§ **Requirement 1**
Answer these questions from the text on the CoMMET benchmark below.
(a) What full name does the acronym CoMMET stand for?
(b) Which task inspired CoMMET?
(c) Why is the work called incremental?
§ **Requirement 2**
Quote the part of the CoMMET text below that begins at the words "This work addresses" and stops after "ToM evaluation methods.".

§ **Document text**

============

CoMMET: To What Extent Can LLMs Perform Theory of Mind Tasks?
This work addresses the need for better benchmarks to validate LLMs' social reasoning capabilities for more effective and natural interactions in real-world applications, though it is incremental as it builds on existing ToM evaluation methods.
The authors tackled the problem of evaluating Theory of Mind (ToM) in Large Language Models (LLMs) by proposing CoMMET, a new multimodal benchmark dataset that expands evaluation to cover a broader range of mental states and multi-turn testing, and they analyzed the strengths and limitations of current models through comprehensive assessments.
Theory of Mind (ToM)-the ability to reason about the mental states of oneself and others-is a cornerstone of human social intelligence. As Large Language Models (LLMs) become ubiquitous in real-world applications, validating their capacity for this level of social reasoning is essential for effective and natural interactions. However, existing benchmarks for assessing ToM in LLMs are limited; most rely solely on text inputs and focus narrowly on belief-related tasks. In this paper, we propose a new multimodal benchmark dataset, CoMMET, a Comprehensive Mental states and Moral Evaluation Task inspired by the Theory of Mind Booklet Task. CoMMET expands the scope of evaluation by covering a broader range of mental states and introducing multi-turn testing. To the best of our knowledge, this is the first multimodal dataset to evaluate ToM in a multi-turn conversational setting. Through a comprehensive assessment of LLMs across different families and sizes, we analyze the strengths and limitations of current models and identify directions for future improvement. Our work offers a deeper understanding of the social cognitive capabilities of modern LLMs.

============

Referring expression data:
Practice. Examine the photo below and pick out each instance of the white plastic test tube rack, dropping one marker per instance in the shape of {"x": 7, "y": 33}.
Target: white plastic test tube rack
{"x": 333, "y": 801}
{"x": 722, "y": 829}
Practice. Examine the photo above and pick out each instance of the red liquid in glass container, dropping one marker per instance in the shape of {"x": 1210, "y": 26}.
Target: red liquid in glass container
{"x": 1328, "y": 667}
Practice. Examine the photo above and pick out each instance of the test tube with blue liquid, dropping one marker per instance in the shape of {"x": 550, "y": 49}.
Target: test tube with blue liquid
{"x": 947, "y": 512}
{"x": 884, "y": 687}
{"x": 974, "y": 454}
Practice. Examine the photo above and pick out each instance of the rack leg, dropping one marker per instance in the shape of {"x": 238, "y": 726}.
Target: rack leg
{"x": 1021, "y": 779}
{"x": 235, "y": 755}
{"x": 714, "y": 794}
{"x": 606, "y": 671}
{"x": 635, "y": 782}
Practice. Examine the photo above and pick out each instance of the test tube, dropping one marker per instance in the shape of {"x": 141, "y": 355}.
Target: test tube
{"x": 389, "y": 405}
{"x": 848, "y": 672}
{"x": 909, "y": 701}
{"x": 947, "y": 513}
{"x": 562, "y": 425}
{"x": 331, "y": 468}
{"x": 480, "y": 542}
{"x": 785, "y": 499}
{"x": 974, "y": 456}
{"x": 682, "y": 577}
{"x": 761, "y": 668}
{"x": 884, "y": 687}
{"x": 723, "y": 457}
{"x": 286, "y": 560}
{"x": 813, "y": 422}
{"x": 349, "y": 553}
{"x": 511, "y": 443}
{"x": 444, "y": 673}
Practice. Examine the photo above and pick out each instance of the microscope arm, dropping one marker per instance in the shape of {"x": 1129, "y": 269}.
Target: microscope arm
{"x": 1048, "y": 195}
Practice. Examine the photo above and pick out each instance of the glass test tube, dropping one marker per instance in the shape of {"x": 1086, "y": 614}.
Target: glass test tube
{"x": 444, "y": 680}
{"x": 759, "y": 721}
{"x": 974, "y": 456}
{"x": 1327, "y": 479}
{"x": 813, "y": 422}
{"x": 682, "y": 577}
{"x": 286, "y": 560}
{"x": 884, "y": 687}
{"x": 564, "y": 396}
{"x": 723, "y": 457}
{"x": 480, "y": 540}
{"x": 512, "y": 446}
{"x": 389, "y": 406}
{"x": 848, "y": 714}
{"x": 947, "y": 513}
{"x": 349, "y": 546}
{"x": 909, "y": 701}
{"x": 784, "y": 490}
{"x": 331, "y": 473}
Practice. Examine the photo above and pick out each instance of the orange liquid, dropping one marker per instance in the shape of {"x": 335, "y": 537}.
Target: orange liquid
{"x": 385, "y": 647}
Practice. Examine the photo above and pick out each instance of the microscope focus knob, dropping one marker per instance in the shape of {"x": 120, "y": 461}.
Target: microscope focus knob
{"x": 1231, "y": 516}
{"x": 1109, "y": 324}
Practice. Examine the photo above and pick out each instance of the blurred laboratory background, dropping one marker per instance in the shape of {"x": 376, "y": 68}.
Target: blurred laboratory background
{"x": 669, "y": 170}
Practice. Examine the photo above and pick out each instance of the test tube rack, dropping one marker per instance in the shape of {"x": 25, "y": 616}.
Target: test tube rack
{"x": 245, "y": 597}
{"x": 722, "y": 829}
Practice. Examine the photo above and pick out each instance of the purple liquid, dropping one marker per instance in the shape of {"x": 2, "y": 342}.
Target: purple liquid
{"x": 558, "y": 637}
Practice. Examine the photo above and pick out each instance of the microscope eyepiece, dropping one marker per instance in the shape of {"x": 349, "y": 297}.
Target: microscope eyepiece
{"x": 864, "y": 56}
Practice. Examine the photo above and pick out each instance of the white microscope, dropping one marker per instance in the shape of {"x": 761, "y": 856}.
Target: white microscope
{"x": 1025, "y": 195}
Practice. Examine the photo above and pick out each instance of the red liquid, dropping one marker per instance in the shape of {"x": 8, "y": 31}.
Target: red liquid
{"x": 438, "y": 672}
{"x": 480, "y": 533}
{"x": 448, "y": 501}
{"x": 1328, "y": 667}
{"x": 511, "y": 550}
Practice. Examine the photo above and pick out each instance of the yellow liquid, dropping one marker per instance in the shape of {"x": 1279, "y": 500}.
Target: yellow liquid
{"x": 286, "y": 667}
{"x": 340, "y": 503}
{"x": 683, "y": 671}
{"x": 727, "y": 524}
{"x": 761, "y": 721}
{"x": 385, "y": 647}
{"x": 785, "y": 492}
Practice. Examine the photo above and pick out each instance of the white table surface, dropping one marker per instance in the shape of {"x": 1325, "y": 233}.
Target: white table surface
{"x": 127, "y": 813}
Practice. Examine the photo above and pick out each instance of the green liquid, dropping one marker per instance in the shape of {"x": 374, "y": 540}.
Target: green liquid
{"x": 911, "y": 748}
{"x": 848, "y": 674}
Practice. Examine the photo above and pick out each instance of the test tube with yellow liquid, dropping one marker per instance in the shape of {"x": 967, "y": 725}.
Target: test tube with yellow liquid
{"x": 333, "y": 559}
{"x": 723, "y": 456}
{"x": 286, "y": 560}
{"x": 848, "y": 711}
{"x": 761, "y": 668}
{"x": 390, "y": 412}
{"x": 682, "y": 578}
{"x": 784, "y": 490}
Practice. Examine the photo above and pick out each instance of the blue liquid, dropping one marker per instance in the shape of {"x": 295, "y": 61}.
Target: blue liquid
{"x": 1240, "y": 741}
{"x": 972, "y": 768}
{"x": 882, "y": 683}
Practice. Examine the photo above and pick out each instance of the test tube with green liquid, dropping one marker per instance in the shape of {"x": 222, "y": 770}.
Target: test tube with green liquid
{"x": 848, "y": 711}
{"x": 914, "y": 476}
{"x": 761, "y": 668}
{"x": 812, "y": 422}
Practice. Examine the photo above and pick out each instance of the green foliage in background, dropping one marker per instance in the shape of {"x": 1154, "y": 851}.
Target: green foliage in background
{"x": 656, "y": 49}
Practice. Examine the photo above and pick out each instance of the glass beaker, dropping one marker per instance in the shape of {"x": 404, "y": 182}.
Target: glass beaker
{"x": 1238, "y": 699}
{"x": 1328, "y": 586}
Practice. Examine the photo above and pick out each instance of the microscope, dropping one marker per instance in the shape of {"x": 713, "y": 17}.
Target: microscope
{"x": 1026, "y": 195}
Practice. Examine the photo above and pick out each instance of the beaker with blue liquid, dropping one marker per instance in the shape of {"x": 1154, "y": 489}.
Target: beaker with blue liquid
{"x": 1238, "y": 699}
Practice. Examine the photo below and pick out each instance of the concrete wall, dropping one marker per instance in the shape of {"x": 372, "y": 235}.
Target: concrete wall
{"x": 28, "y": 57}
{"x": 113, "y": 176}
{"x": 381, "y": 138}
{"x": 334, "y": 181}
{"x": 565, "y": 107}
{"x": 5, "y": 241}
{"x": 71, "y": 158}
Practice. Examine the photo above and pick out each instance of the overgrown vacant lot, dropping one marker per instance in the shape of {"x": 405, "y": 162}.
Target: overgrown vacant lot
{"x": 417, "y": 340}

============

§ **Written reply 1**
(a) Comprehensive Mental states and Moral Evaluation Task
(b) The Theory of Mind Booklet Task
(c) It builds on existing ToM evaluation methods.

§ **Written reply 2**
This work addresses the need for better benchmarks to validate LLMs' social reasoning capabilities for more effective and natural interactions in real-world applications, though it is incremental as it builds on existing ToM evaluation methods.